* QUOTED PASSAGE *
The fishing comes easy to Don and Tubby, "fishing the eddy behind the island by first daylight the next morning. The tide was right and they began to catch fish almost at once," (Haig-Brown 58).
At first, Don's heart is not in the sea. He thought this might be the life for him, however, as he keeps looking to the shoreline, wondering what else is out in the world, we wonder if this is the life for him.
looking beyond the line of driftwood that marked
the tide's limit and wondering about the woods
and hills that climbed away from the shore… They
were in a different world at once. The shores of the
lagoon were sandy and reeds grew along the edge.
When Don and Tubby leave the boat for the first time Tubby begins to sense Don's restlessness, and his need to explore. They come across "an old cabin rotting back into the moss and dampness of the forest" (Haig-Brown 85), and conclude it mist have been that of a hand trapper, showing that this area along the coast has more resources than just fishing.
Don gets a personal experience of the forestry when he is forced to find a new cedar pole after breaking one of his own.

* GIVEN ENTRIES *
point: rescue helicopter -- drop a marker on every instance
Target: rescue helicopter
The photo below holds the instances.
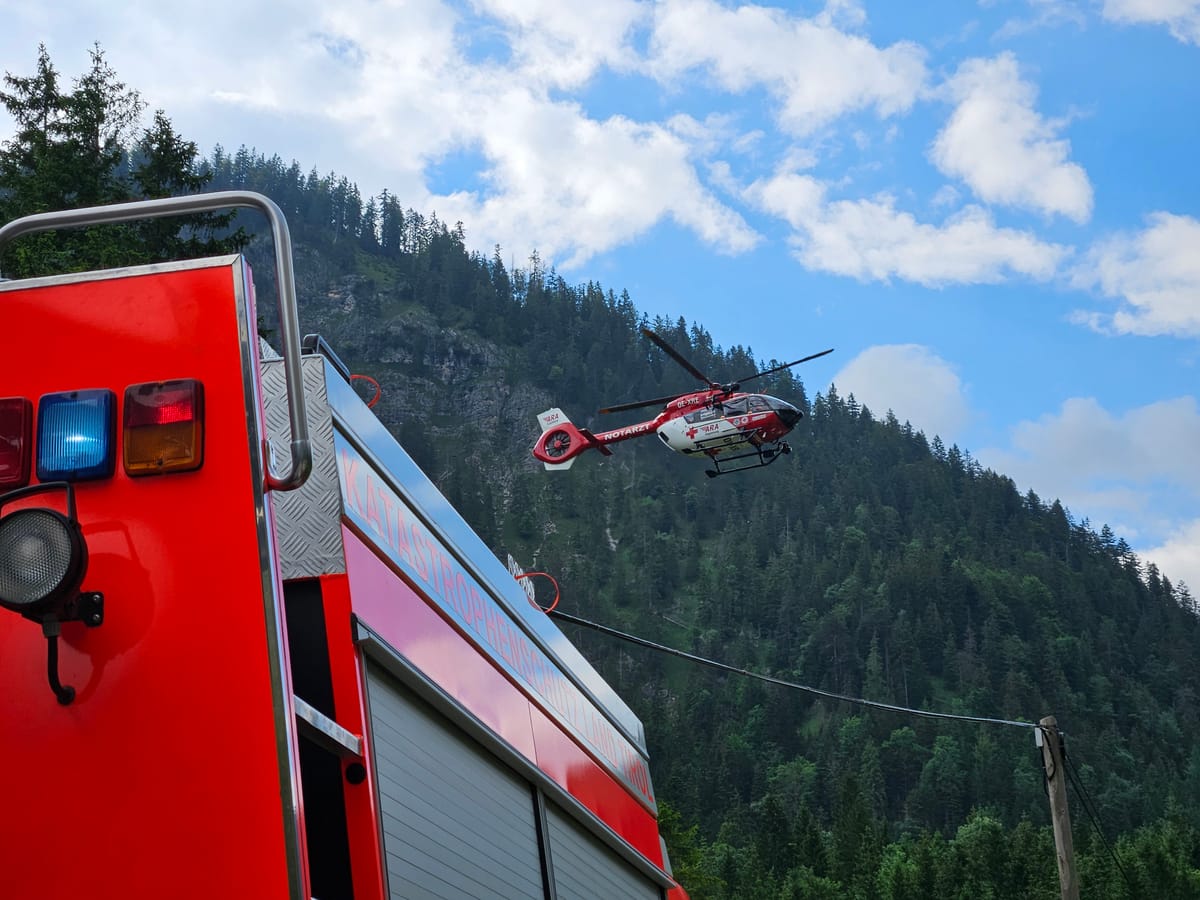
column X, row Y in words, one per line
column 732, row 430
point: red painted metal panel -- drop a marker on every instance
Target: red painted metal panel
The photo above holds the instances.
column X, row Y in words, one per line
column 399, row 615
column 361, row 804
column 563, row 760
column 162, row 779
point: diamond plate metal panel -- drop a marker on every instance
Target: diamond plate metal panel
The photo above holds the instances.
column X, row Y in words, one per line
column 309, row 520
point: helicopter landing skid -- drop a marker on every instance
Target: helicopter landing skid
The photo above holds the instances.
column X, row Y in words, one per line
column 761, row 455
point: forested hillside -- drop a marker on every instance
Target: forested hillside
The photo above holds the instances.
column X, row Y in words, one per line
column 874, row 562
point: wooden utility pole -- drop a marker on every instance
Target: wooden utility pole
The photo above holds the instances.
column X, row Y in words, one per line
column 1050, row 741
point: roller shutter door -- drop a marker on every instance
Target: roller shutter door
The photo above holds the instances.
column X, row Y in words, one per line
column 456, row 823
column 586, row 869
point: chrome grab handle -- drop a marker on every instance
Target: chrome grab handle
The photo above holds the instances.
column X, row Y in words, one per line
column 301, row 448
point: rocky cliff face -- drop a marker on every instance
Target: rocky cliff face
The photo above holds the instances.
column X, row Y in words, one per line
column 445, row 393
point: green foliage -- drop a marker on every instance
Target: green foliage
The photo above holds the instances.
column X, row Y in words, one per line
column 82, row 148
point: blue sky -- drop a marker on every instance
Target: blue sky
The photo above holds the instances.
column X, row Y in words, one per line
column 991, row 210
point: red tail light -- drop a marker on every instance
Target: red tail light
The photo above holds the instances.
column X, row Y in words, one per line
column 16, row 447
column 163, row 427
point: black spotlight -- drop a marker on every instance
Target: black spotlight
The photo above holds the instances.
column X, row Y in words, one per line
column 43, row 558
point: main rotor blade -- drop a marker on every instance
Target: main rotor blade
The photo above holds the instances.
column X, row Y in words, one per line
column 639, row 405
column 673, row 354
column 786, row 365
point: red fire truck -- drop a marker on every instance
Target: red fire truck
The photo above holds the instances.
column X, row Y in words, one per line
column 246, row 648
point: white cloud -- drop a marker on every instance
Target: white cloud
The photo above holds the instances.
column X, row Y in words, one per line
column 1133, row 471
column 912, row 382
column 573, row 187
column 1156, row 271
column 997, row 143
column 815, row 71
column 1181, row 17
column 871, row 240
column 1179, row 556
column 564, row 45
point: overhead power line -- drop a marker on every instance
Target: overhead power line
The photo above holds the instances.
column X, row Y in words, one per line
column 781, row 682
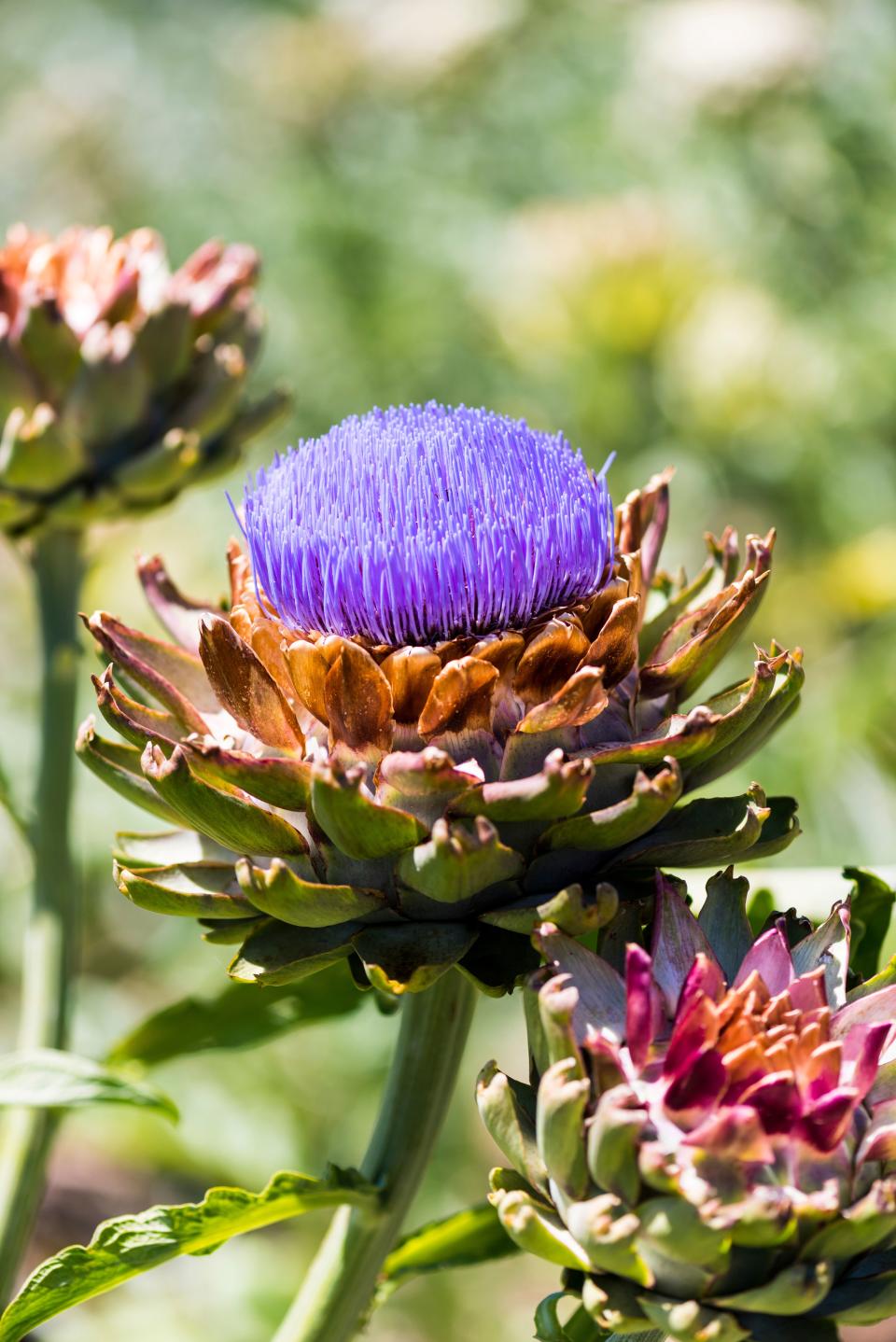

* SET TASKS *
#1 In the passage about Don and Tubby, rewrite everything from "At first, Don's" down to "life for him.", substituting "coastline" for "shoreline".
#2 In the passage about Don and Tubby, what do the two come across when they leave the boat for the first time?
#3 Write the next part of the passage about Don and Tubby, picking up after its final sentence.

* RESPONSE LIST *
#1
At first, Don's heart is not in the sea. He thought this might be the life for him, however, as he keeps looking to the coastline, wondering what else is out in the world, we wonder if this is the life for him.

#2 An old cabin rotting back into the moss and dampness of the forest.

#3
There was the smell of woods in it, of wet earth soft
under-foot, the brush of leaves and branches against
clothing, … he could feel the woods about him …
he found a thicket of tall straight poles A mountain
climbed steeply up from the salt water, through three
thousand feet or more of green timber to scrub and
bare rock. From the water's edge a red gash cut back
through the green for several hundred feet and
Don knew handloggers had worked there.
As Don explores the surrounding coastal timberlines we get a better perception of the area. The physical landscape seems very believable because "On the moist west slope of the Coast Mountains it is the amount of snow that governs the upper limit of tree growth to around 1650 meters, the lowest treeline in BC" (Cannings 8). And as Don continues his trek up the mountainside he "came into standing timber. It was small stuff, spaced out and hung with branches, split by bluffs and little slides…As he climbed, the timber became sparser, the bluffs steeper and more numerous" (Haig-Brown 148). So as Don climbed higher up the slope he rose "above the limit of the conifers, eventually giving way to the treeless alpine zone" (Cannings 11).
When the raging storm approaches it is up to Don, Tubby, and Tom to return and try and find Old Cowbells. We get a glimpse of just how powerful the ocean is when the Falaise comes out of the harbor "into three backbreaking swells, steep and high and short" (Haig-Brown 224). These swells toss around the forty-foot boat, threatening to overpower her. The water pours over the deck of the boat, washing sand and debris into the corners.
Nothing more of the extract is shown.